**Problem**
Lines in which "sample" appears should be pulled from the data below.
START Task material
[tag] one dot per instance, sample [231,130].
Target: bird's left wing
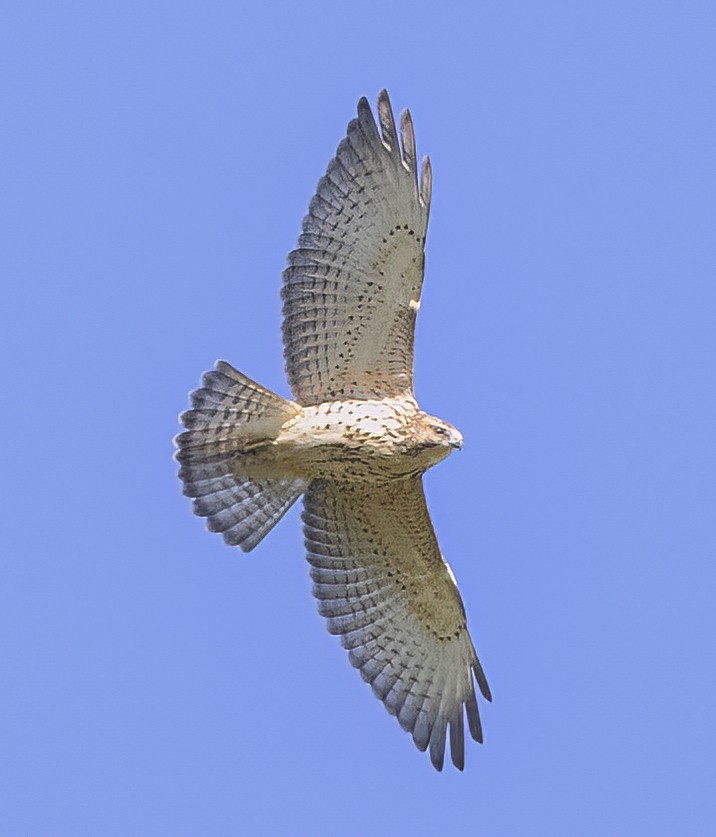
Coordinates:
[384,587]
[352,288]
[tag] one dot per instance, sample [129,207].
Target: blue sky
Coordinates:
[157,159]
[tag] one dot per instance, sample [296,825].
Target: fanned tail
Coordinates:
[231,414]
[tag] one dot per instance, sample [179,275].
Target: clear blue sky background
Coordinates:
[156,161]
END Task material
**Solution**
[tag] one dot per instance, sample [231,130].
[tag] one dot per instance, sample [129,207].
[tag] one dot per instance, sample [296,825].
[tag] one dot per instance, sample [179,275].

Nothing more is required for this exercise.